> **THE REQUEST**
Substitute "central" for "innermost" in the data, starting with the line that contains "black sunglasses, which" and going on through the end of the data. Give back only those lines, with everything else unchanged.

> **EXERCISE MATERIAL**
== == ==

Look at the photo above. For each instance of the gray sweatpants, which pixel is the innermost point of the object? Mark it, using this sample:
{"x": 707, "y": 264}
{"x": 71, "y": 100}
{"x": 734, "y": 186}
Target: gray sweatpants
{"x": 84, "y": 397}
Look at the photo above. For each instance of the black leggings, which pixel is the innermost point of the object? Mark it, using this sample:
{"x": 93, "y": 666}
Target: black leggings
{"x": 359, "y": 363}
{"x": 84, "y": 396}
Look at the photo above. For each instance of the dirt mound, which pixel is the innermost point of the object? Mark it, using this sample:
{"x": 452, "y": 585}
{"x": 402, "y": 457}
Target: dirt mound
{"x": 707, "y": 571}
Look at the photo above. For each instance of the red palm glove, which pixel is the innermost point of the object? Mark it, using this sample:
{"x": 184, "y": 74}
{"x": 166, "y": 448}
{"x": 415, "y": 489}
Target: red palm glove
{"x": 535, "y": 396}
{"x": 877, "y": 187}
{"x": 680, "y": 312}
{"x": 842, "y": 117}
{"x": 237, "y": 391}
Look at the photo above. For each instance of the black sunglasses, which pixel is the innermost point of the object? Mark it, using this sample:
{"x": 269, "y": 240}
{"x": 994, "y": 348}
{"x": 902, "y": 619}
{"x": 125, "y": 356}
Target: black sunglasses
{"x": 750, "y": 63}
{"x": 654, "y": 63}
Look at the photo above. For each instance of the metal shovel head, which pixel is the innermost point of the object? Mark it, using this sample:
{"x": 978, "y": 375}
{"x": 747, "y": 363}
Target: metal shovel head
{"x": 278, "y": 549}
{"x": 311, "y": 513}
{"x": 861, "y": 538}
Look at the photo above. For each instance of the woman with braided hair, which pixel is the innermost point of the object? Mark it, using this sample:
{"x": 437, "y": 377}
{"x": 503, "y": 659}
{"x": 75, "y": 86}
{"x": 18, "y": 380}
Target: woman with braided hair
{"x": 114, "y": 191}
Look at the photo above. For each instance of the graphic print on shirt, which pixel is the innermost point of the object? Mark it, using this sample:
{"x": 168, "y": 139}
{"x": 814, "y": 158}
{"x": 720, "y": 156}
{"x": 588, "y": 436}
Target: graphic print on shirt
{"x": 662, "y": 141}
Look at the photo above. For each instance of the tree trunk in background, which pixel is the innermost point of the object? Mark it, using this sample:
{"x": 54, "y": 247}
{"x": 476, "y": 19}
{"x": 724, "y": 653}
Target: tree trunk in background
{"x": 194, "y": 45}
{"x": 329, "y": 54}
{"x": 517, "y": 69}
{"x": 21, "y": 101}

== == ==

> **ANSWER TO THIS PROBLEM**
Look at the photo above. For each instance of the black sunglasses, which pixel is the central point of the object? Mark it, using this sample:
{"x": 269, "y": 240}
{"x": 994, "y": 348}
{"x": 902, "y": 619}
{"x": 125, "y": 356}
Target: black sunglasses
{"x": 750, "y": 63}
{"x": 654, "y": 63}
Look at the photo above. For each instance of the metal shovel head, which pixel is the central point of the object? Mark it, using this sample:
{"x": 978, "y": 375}
{"x": 747, "y": 363}
Target: metal shovel head
{"x": 278, "y": 549}
{"x": 311, "y": 513}
{"x": 861, "y": 538}
Look at the photo above. For each instance of the woman with braided hair, which pixel is the central point of the object? Mark it, using this sample:
{"x": 437, "y": 377}
{"x": 503, "y": 659}
{"x": 75, "y": 86}
{"x": 18, "y": 380}
Target: woman with braided hair
{"x": 114, "y": 191}
Look at the photo above. For each instance of the graphic print on shirt, which pixel is the central point of the object? Mark it, using this sample:
{"x": 168, "y": 139}
{"x": 814, "y": 158}
{"x": 720, "y": 156}
{"x": 588, "y": 436}
Target: graphic print on shirt
{"x": 662, "y": 141}
Look at the photo above. For each instance of the tree trunk in background, which pixel is the central point of the object? Mark it, using this sample:
{"x": 54, "y": 247}
{"x": 476, "y": 19}
{"x": 724, "y": 653}
Target: tree trunk in background
{"x": 194, "y": 45}
{"x": 329, "y": 54}
{"x": 517, "y": 69}
{"x": 21, "y": 101}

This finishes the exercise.